◆ Goal ◆
Render every line of the data below as a JSON list of strings, one string per line, with blank lines omitted.

◆ Dataset records ◆
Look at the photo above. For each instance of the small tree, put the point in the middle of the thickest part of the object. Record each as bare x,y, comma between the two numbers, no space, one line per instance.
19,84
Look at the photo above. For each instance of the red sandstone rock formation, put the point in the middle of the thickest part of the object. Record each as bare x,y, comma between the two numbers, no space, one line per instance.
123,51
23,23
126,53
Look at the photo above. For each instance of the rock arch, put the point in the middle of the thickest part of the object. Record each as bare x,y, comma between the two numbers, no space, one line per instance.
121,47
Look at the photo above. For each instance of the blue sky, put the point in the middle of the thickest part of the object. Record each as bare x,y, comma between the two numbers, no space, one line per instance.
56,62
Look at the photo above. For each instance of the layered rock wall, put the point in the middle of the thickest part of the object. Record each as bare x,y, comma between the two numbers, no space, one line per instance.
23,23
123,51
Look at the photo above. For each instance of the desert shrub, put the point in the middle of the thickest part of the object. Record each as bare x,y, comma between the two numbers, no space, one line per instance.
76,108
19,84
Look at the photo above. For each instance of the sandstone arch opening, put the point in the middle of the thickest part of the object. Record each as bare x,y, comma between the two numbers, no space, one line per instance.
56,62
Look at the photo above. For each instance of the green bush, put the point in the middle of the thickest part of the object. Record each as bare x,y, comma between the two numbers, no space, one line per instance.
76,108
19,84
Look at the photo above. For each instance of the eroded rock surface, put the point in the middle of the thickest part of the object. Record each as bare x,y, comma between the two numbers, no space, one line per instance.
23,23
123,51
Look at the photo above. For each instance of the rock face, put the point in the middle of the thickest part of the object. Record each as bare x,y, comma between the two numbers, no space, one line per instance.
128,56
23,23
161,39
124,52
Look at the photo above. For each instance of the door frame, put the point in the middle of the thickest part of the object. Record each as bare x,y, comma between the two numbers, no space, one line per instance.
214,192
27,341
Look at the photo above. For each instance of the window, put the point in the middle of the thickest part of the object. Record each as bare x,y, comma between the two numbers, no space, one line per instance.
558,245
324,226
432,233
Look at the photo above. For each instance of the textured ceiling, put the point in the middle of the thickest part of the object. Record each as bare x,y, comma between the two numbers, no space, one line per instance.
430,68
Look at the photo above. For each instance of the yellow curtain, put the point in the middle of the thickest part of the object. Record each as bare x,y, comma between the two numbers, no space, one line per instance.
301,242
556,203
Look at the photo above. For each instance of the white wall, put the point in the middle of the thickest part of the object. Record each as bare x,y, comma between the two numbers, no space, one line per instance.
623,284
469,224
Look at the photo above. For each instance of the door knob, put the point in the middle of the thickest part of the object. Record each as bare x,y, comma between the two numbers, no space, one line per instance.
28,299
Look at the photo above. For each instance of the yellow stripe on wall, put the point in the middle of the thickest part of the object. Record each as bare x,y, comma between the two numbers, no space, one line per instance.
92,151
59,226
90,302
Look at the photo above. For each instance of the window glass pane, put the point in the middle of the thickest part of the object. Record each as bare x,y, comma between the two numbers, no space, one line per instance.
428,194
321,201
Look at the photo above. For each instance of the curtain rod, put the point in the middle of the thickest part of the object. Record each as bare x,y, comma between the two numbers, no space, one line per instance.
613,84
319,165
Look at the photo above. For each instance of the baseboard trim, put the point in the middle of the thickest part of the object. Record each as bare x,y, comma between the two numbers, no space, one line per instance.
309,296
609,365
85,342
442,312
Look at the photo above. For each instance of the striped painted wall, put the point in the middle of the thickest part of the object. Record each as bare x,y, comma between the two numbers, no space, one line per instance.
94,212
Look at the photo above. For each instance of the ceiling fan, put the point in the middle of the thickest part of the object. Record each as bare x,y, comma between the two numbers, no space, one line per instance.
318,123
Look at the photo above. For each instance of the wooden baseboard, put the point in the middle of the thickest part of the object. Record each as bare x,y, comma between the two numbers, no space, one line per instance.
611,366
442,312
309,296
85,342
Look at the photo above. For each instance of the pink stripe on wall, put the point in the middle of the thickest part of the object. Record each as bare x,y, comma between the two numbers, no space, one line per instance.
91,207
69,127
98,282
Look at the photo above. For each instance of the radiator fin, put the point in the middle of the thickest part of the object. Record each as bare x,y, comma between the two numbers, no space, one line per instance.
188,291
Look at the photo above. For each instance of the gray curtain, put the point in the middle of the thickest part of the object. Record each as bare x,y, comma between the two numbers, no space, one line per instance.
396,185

◆ Written solution ◆
[
  "Look at the photo above. For each instance of the small tree, put the point in the middle of the thickest part of the object. Record each as bare x,y, comma between the two numbers, no space, one line per instance.",
  "19,84",
  "Look at the photo above. For each instance of the red sandstone rock formation, put the point in the middle of the thickest part of the object. Record each as bare x,y, comma between the two numbers, no space, one line per instance.",
  "123,51",
  "23,23",
  "126,53",
  "Look at the photo above. For each instance of the rock arch, put the point in the middle of the thickest part of the object. Record each as bare x,y, comma between the two numbers, no space, one line per instance.",
  "121,47",
  "Look at the photo above. For each instance of the blue sky, put the point in the middle of the thickest part of the object. Record each as bare x,y, comma between the two numbers, no space, one line per instance.",
  "56,62",
  "Look at the photo above. For each instance of the layered rock wall, put the point in the middle of the thickest part of the object. Record each as bare x,y, comma between the two numbers, no space, one line per instance.",
  "23,23",
  "123,51",
  "Look at the photo above. For each instance of the desert shrub, put the point in the middle of the thickest part of the object. Record each as bare x,y, comma between the two numbers, no space, one line per instance.",
  "76,108",
  "19,84",
  "Look at the photo above. For each instance of the sandstone arch opening, put the point in the middle of the thickest part of the object. Record each as bare x,y, comma between the two numbers, no space, one line per instance.",
  "56,62",
  "Look at the photo above. For each instance of the green bush, put the point in the middle of the thickest part of the object. Record each as bare x,y, comma between the two numbers, no space, one line per instance.",
  "76,108",
  "19,84",
  "Look at the photo above. For each instance of the eroded rock surface, put the point in the middle of the thickest part of the object. Record each as bare x,y, comma between the two numbers, no space, one line per instance.",
  "23,23",
  "123,51",
  "Look at the photo above. For each instance of the rock face, put the point in the middle of the thickest part of the object. Record each as bare x,y, comma between the two numbers, no space, one line per instance.",
  "128,56",
  "23,23",
  "161,39",
  "124,52",
  "Look at the photo above. For each instance of the door frame, put the point in the middle of the thickest part of the object. Record each as bare x,y, comma between the two numbers, no space, one line per instance.",
  "214,192",
  "27,341",
  "Look at the photo above. For each instance of the window, put the point in the middle of the thickest part of the object. Record each as bare x,y, comma between the two numbers, no space, one line per instance.",
  "558,245",
  "324,226",
  "432,233",
  "Look at the photo above. For each instance of the textured ceiling, put the point in the middle of the thickest part of the object. Record each as bare x,y, comma between the two numbers, no space, one line per instance.",
  "430,68",
  "Look at the photo above. For each instance of the yellow curtain, put the point in the middle of the thickest part of the object. Record each as bare x,y, comma between the two numbers, no space, one line per instance.",
  "301,242",
  "556,203",
  "Look at the photo above. For each instance of the white wall, put the point in the middle of the thickest part of the object. Record each as bare x,y, comma between the two numbers, no space, one line per instance.",
  "623,284",
  "469,224",
  "Look at the photo above. For each instance of the door knob, put the point in the middle of the thickest part of the object. Record each as bare x,y, comma between the two numbers, no space, one line per instance.",
  "28,299",
  "Look at the photo above. For each instance of the yellow stripe on wall, put the point in the middle of the thickest part of the object. Record each as bare x,y, comma between the two numbers, no space, one line per instance.",
  "92,151",
  "59,226",
  "90,302",
  "Look at the photo above. For each instance of the window glass pane, put the point in the middle of the thickest part of the object. Record each as bare x,y, comma between the two numbers, no space, one line per instance.",
  "428,194",
  "321,201",
  "Look at the photo above. For each instance of the curtain rod, put the point in the middle of the thickest part of the object. Record each as bare x,y, comma between the two numbers, no space, one line per instance.",
  "613,84",
  "319,165",
  "Look at the photo above. For each instance of the baseboard trim, put the point in the middle of the thickest part of the object. Record each as bare x,y, comma between the two numbers, no space, one line per instance.",
  "309,296",
  "609,365",
  "85,342",
  "442,312",
  "Look at the photo above. For each instance of the striped painted wall, put the point in the middle of the thickest part of the object. Record each as bare x,y, comma between the two numbers, no space, one line per instance.",
  "94,212",
  "Look at the photo above. For each instance of the ceiling fan, put the point in the middle of the thickest part of the object. Record each as bare x,y, comma between the two numbers, no space, one line per instance.",
  "318,123",
  "Look at the photo above. For each instance of the wooden baseboard, put the point in the middle of the thickest part of the object. Record each as bare x,y, comma between the two numbers, no space, one line per instance.",
  "611,366",
  "442,312",
  "309,296",
  "85,342",
  "Look at the photo above. For each instance of the pink stripe on wall, put the point in the middle of the thickest part of the object. Record each as bare x,y, comma between the two numbers, no space, one line per instance.",
  "91,207",
  "69,127",
  "98,282",
  "Look at the photo above. For each instance of the radiator fin, put the point in the middle of the thickest part of the object. Record each as bare x,y, comma between the two numbers, no space, one line per instance.",
  "188,291",
  "Look at the photo above. For each instance of the gray curtain, put the point in the middle of the thickest part of the object. Record each as bare x,y, comma between the two numbers, no space, one line per instance.",
  "396,185"
]